--- Objective ---
Copy every one of the entries below word for word, leaving out the picture.

**** Information provided

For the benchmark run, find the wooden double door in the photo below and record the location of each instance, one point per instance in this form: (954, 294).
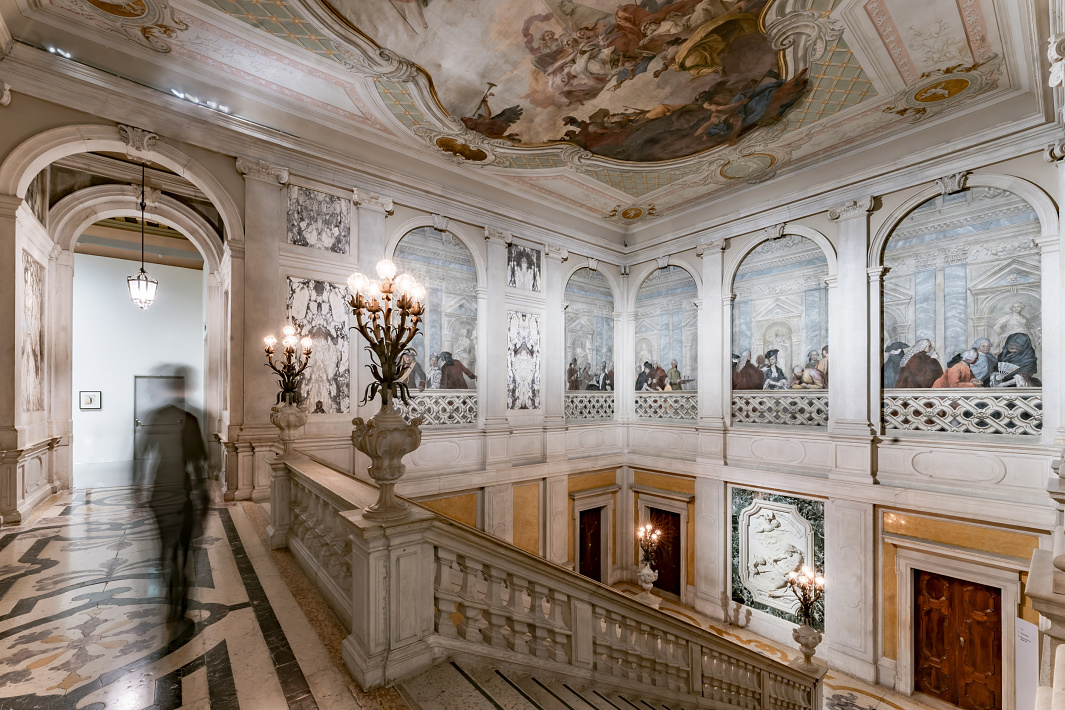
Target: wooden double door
(957, 641)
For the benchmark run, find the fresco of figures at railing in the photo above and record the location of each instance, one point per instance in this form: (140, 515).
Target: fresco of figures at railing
(589, 405)
(790, 408)
(968, 412)
(440, 407)
(667, 406)
(962, 302)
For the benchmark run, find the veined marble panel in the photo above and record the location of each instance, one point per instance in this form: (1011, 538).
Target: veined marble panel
(523, 267)
(321, 310)
(318, 220)
(33, 334)
(523, 360)
(771, 535)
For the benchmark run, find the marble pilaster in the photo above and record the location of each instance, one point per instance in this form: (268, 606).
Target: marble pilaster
(849, 400)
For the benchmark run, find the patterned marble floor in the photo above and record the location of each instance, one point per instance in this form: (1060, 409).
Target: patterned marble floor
(82, 617)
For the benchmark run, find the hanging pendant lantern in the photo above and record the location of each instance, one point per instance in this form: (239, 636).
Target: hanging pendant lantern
(142, 286)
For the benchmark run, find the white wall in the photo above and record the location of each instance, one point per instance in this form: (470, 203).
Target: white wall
(114, 341)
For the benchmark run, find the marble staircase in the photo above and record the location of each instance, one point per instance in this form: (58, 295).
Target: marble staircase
(453, 687)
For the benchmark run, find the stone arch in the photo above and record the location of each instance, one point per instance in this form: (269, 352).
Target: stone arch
(798, 230)
(76, 212)
(426, 220)
(36, 153)
(1029, 192)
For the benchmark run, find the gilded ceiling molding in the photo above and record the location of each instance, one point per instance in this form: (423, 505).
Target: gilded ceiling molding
(262, 170)
(140, 144)
(367, 200)
(1057, 54)
(954, 182)
(852, 209)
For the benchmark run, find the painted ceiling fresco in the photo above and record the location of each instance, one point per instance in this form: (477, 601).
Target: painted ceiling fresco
(644, 82)
(624, 112)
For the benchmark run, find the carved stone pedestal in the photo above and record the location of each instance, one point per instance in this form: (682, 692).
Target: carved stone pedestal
(387, 439)
(648, 577)
(807, 638)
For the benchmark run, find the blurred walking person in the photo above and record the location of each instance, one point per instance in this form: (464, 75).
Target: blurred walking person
(174, 485)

********

--- Response to this exercise ---
For the benchmark run, find the wooden double door in the photo below and record the location of each instance, one point per instance in this form: (954, 294).
Target: wooden double door
(957, 641)
For the benchmark run, find the fresco of figures at railing in the photo above and record the location of each instance, one point per instance in this form: (140, 515).
Target: fresco of figures at railing
(589, 405)
(790, 408)
(968, 412)
(440, 407)
(667, 406)
(962, 302)
For the benchmark run, find the veined marble panel in the photo above and record the location of each instance, one point per instance in this form: (1011, 538).
Target: veined marble panel
(523, 267)
(321, 310)
(318, 220)
(33, 334)
(523, 360)
(771, 535)
For the benchmark run, find the marble pilaster in the photo above and record the location of each instance, one point per instance in this form: (268, 606).
Target: marble pilaster
(849, 400)
For the benchmark run, find the patterned marble floor in the photo above and record the location of each instance, one point per instance in this form: (1060, 409).
Target: patterned marble floor
(82, 617)
For the benchmark run, find the hanging pendant lantern in the photo above and record the location of each instance, one point per instance in this form: (239, 636).
Target: hanging pendant lantern
(142, 286)
For the benchmark run, find the white wall in the photo above and record the location of each instance, one point per instance in this form: (470, 203).
Target: white wall
(114, 341)
For the benchmark run, find the marble staircase in the photo above and record the location of each instance, one point per instance in this form: (58, 295).
Target: marble staircase
(453, 687)
For the benchmark run, find the stone arch in the photo above and record the location of each instance, one point per instance in this form: (269, 352).
Target: stone arch
(798, 230)
(76, 212)
(426, 220)
(36, 153)
(1029, 192)
For the benchmark run, find the gilded ceiling molding in the photo above and record the location of each instance, one point per instance in this form: (423, 505).
Target: gilded ceiling molding
(262, 170)
(140, 144)
(367, 200)
(1057, 54)
(954, 182)
(852, 209)
For the benchmark run, find the painted ceiling fresco in the photo above and record the location of each instance, one point per instance in this form: (477, 601).
Target: painted ceiling fresco
(644, 82)
(624, 112)
For the benchmark run, find the carved stone pedestal in the photo above and record the location of each instance, one point per instance in this form: (682, 692).
Target: carved stone pedestal
(387, 439)
(648, 577)
(807, 638)
For the benchmark run, find the blurred walking person in the photo above and record the location of each instance, one point per instance in this form: (464, 75).
Target: blurred walking person
(174, 485)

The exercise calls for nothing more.